Detection examples

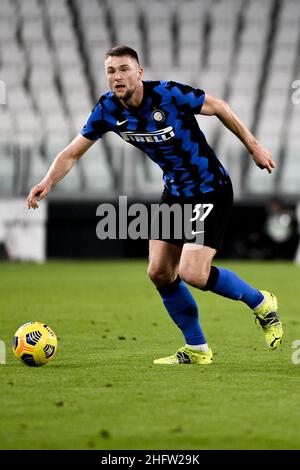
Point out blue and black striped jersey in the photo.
[81,81,229,197]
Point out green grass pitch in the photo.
[0,261,300,450]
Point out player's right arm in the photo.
[27,134,95,209]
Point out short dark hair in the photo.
[105,46,140,65]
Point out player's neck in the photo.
[120,80,144,108]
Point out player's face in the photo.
[105,56,143,101]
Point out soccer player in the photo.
[28,46,283,364]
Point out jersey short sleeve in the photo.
[169,81,205,114]
[80,103,107,141]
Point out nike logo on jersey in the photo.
[117,119,128,126]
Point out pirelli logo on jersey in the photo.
[120,126,175,142]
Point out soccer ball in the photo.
[13,321,57,367]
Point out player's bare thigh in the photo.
[179,243,217,289]
[148,240,182,287]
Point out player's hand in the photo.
[250,145,276,173]
[27,181,51,209]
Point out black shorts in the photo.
[150,180,233,250]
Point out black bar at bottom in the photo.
[0,450,300,470]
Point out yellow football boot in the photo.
[254,290,283,349]
[154,346,213,365]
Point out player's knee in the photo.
[148,264,174,287]
[179,266,209,289]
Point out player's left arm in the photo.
[201,94,276,173]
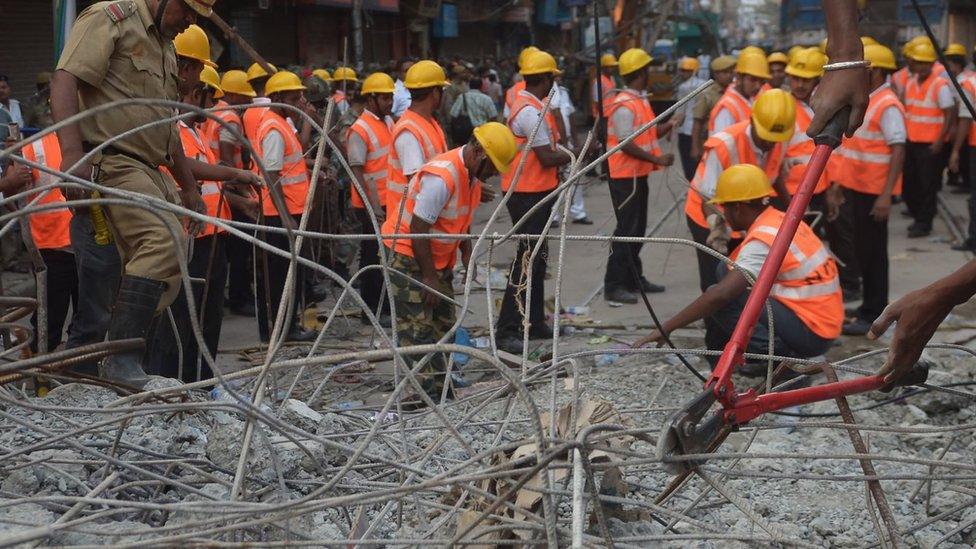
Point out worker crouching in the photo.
[635,164,844,366]
[383,122,517,402]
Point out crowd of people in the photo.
[0,0,976,400]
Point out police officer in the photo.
[51,0,216,387]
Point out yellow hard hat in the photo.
[264,71,306,95]
[905,42,938,63]
[943,42,969,57]
[786,48,827,78]
[708,164,773,204]
[220,71,257,97]
[332,67,359,82]
[183,0,217,17]
[519,50,563,76]
[403,59,451,90]
[766,51,790,65]
[519,46,540,69]
[617,48,653,76]
[864,44,898,71]
[200,66,224,99]
[752,89,796,143]
[678,57,701,71]
[735,51,773,80]
[312,69,332,82]
[247,63,278,82]
[360,72,394,94]
[474,122,518,173]
[173,25,217,67]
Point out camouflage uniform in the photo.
[390,253,456,396]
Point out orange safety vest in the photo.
[386,109,447,217]
[505,80,525,112]
[383,147,481,271]
[253,110,308,217]
[830,87,908,195]
[607,89,661,179]
[201,101,244,169]
[21,132,71,250]
[346,109,393,208]
[783,100,830,195]
[502,90,559,193]
[685,121,785,229]
[905,70,949,143]
[708,86,752,135]
[731,207,844,339]
[590,72,617,118]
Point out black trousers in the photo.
[496,191,552,335]
[256,214,305,341]
[226,208,254,307]
[31,250,78,352]
[902,141,946,229]
[678,133,698,181]
[603,175,648,291]
[354,208,390,314]
[147,234,228,383]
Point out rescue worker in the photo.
[600,48,674,303]
[830,44,906,335]
[590,53,618,119]
[689,55,735,162]
[148,64,253,383]
[386,60,448,219]
[685,90,796,292]
[904,43,956,238]
[383,122,517,402]
[766,51,790,90]
[346,72,395,325]
[634,163,844,368]
[496,51,571,352]
[51,0,216,387]
[252,71,316,342]
[203,70,258,318]
[10,133,76,352]
[332,67,359,114]
[708,50,771,135]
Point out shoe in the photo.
[840,318,871,336]
[641,277,664,294]
[98,275,166,389]
[603,288,637,305]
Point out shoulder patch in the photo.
[105,0,136,23]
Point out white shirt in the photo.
[393,78,411,118]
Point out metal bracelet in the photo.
[824,61,871,72]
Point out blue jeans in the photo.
[66,211,122,373]
[705,263,833,365]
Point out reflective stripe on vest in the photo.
[253,111,308,217]
[731,207,844,339]
[21,132,71,250]
[829,88,905,195]
[607,89,661,179]
[349,110,393,208]
[905,70,949,143]
[382,147,481,271]
[501,90,559,193]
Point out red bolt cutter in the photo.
[658,108,928,472]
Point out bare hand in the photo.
[871,194,891,223]
[807,65,870,137]
[868,286,952,386]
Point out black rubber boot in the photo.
[98,275,166,389]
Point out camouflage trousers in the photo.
[390,253,456,402]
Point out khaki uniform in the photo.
[57,0,183,311]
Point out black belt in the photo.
[81,142,159,170]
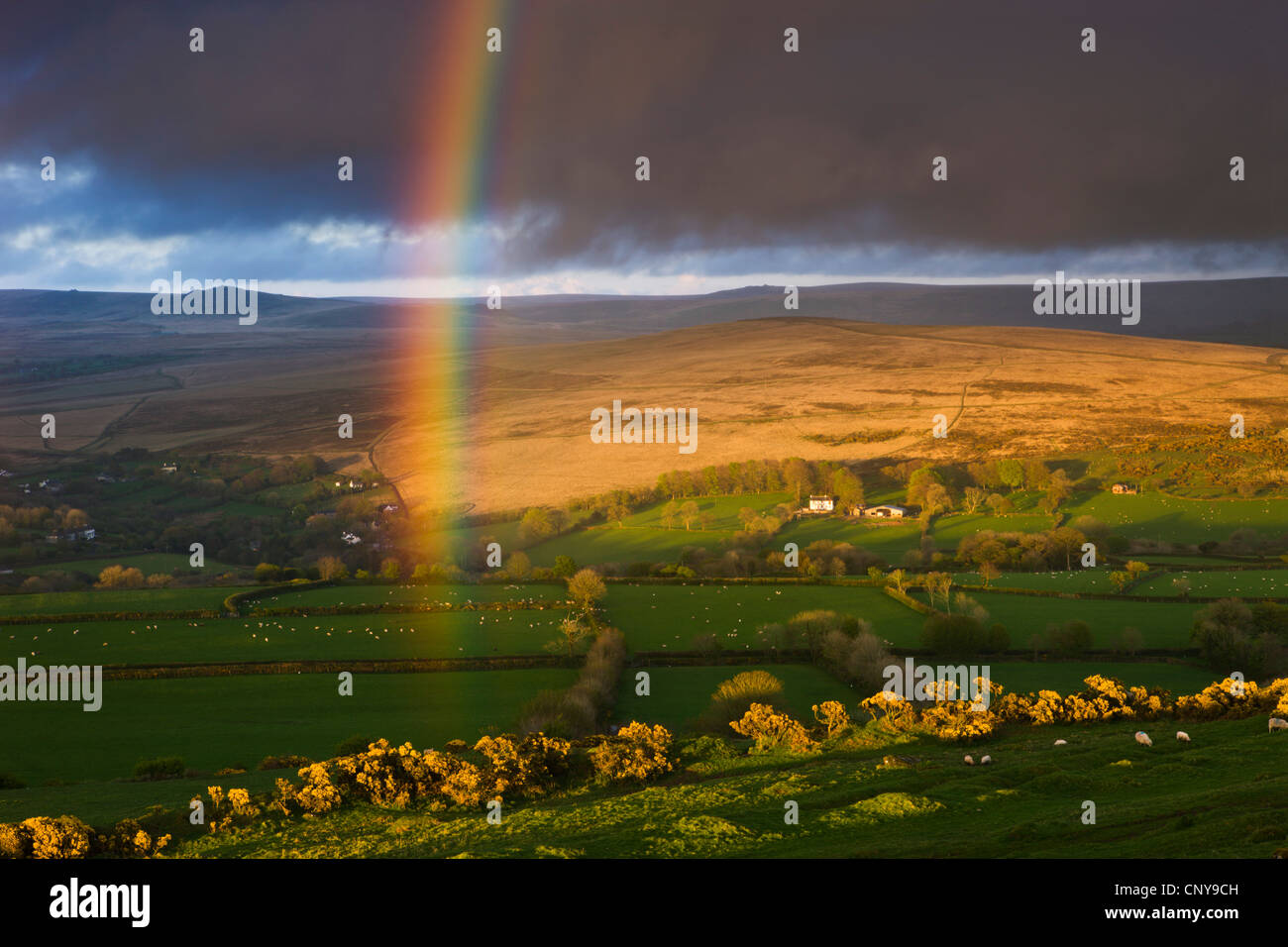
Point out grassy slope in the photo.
[165,717,1288,858]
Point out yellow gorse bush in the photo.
[729,703,816,753]
[811,701,850,737]
[590,720,673,783]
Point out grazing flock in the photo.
[962,716,1288,767]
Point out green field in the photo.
[978,659,1219,697]
[931,513,1051,549]
[604,582,924,651]
[953,567,1115,592]
[774,517,921,566]
[527,524,730,567]
[166,719,1288,858]
[613,664,860,737]
[942,591,1202,648]
[0,609,574,665]
[1130,569,1288,600]
[0,669,577,798]
[1063,491,1288,545]
[622,491,796,532]
[250,582,568,611]
[0,585,252,621]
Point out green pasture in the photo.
[0,609,564,665]
[602,582,924,651]
[613,664,859,737]
[0,669,577,798]
[0,585,252,621]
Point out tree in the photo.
[907,464,943,506]
[604,500,631,530]
[255,562,282,582]
[505,549,532,582]
[783,458,814,506]
[997,460,1024,489]
[519,506,558,543]
[979,562,1001,588]
[832,467,863,510]
[318,556,349,582]
[1051,526,1087,570]
[1118,627,1145,657]
[568,569,608,613]
[661,500,685,530]
[680,500,700,532]
[95,566,146,588]
[921,483,953,519]
[1046,469,1073,513]
[926,573,953,613]
[546,614,591,657]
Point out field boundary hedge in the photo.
[953,585,1288,604]
[224,579,335,616]
[0,608,223,626]
[881,585,932,616]
[103,655,579,681]
[242,599,571,618]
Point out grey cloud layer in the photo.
[0,0,1288,277]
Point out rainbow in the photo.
[398,0,520,561]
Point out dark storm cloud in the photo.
[0,0,1288,274]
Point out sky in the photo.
[0,0,1288,296]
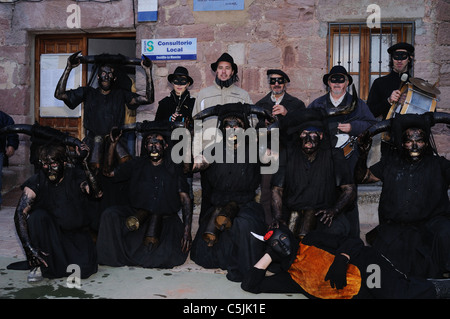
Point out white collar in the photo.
[330,93,345,107]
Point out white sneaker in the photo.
[27,267,44,282]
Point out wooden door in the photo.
[35,35,87,139]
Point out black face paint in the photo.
[39,158,64,184]
[402,128,428,162]
[145,135,166,162]
[172,77,189,85]
[264,228,292,257]
[330,74,346,83]
[392,51,409,61]
[98,66,115,91]
[269,77,285,85]
[300,130,320,154]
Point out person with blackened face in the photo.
[271,109,355,238]
[308,65,377,237]
[97,120,193,268]
[12,144,97,282]
[355,112,450,278]
[241,220,450,299]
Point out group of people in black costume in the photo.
[5,43,450,299]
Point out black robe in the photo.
[272,140,353,235]
[367,71,410,120]
[97,158,189,268]
[367,154,450,278]
[191,147,267,281]
[22,167,97,278]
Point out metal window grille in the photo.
[328,21,415,100]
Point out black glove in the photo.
[325,254,349,289]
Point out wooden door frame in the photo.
[34,32,136,139]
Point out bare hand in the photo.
[316,208,337,227]
[388,90,402,104]
[272,104,287,116]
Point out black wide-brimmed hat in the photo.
[267,69,291,83]
[167,66,194,85]
[388,42,414,54]
[323,65,353,86]
[211,52,237,74]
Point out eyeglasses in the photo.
[330,74,346,83]
[392,52,409,61]
[269,78,285,85]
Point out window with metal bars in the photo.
[328,22,415,100]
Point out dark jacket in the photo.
[255,92,306,119]
[155,90,195,127]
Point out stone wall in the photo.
[0,0,450,170]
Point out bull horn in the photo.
[192,105,219,120]
[0,124,87,157]
[79,53,141,65]
[249,105,272,119]
[432,112,450,124]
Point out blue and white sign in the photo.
[138,0,158,22]
[194,0,244,11]
[142,38,197,60]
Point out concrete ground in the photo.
[0,181,379,302]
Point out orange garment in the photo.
[288,243,361,299]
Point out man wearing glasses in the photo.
[308,65,377,237]
[256,69,306,224]
[367,42,414,120]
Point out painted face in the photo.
[97,66,116,91]
[269,74,286,94]
[328,74,348,96]
[392,49,409,73]
[145,134,167,162]
[402,128,428,162]
[300,130,323,155]
[39,157,64,184]
[172,76,190,96]
[216,61,234,81]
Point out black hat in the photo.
[388,42,414,54]
[211,52,237,74]
[323,65,353,86]
[267,69,291,83]
[167,66,194,85]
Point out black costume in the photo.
[191,145,267,281]
[97,156,189,268]
[241,231,437,299]
[308,92,376,237]
[65,86,139,230]
[155,90,195,129]
[255,92,306,224]
[367,71,410,120]
[255,92,306,119]
[22,167,97,278]
[272,141,353,235]
[368,153,450,277]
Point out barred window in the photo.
[328,22,415,100]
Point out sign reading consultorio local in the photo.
[142,38,197,60]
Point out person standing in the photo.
[255,69,306,224]
[192,52,256,222]
[308,65,377,237]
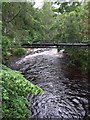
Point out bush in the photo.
[0,66,43,119]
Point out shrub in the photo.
[0,66,43,119]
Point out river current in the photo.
[12,48,89,120]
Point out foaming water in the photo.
[11,48,88,120]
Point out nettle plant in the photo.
[0,66,44,119]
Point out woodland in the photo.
[0,0,90,119]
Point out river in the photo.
[12,48,89,120]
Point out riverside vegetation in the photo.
[0,0,90,119]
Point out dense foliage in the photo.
[0,0,90,118]
[0,66,43,119]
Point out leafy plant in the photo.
[0,66,44,119]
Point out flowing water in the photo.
[12,48,89,120]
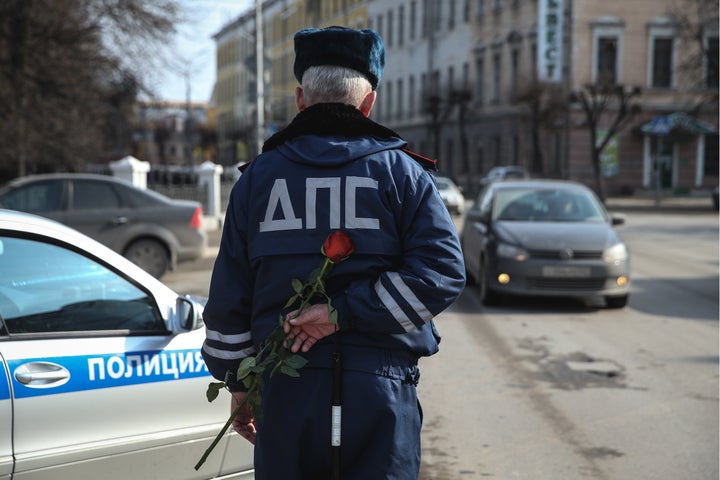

== DIRECTIONS FOR THIS TASK ==
Rewrite the lines from the first one through the line containing "[179,266,209,289]", swapping "player's" for "athlete's" and changing nothing else. Omit the pictures.

== OUTPUT OF THE EXERCISE ==
Point out blue and black striped jersey in the photo.
[81,81,229,197]
Point out green grass pitch in the photo.
[0,261,300,450]
Point out athlete's right arm in the photo.
[27,134,95,209]
Point out short dark hair in the photo.
[105,46,140,65]
Point out athlete's neck in the photo.
[120,80,144,108]
Point out athlete's face in the photo.
[105,56,143,101]
Point out soccer player in the photo.
[28,46,283,364]
Point out jersey short sleeve in the photo.
[169,81,205,114]
[80,103,107,141]
Point out nike logo on jersey in the photo.
[117,119,128,126]
Point out pirelli logo on jersey in the photo.
[120,126,175,142]
Point out soccer ball in the photo.
[13,321,57,367]
Point out athlete's bare thigh in the photo.
[179,243,217,289]
[148,240,182,287]
Point out athlete's hand in the photo.
[250,145,276,173]
[27,181,51,209]
Point out black shorts in the photo.
[150,180,233,250]
Point out black bar at bottom in the photo.
[0,450,300,470]
Point out yellow football boot in the photo.
[254,290,283,349]
[154,346,213,365]
Point out athlete's knee in the photo.
[148,264,174,287]
[179,266,209,289]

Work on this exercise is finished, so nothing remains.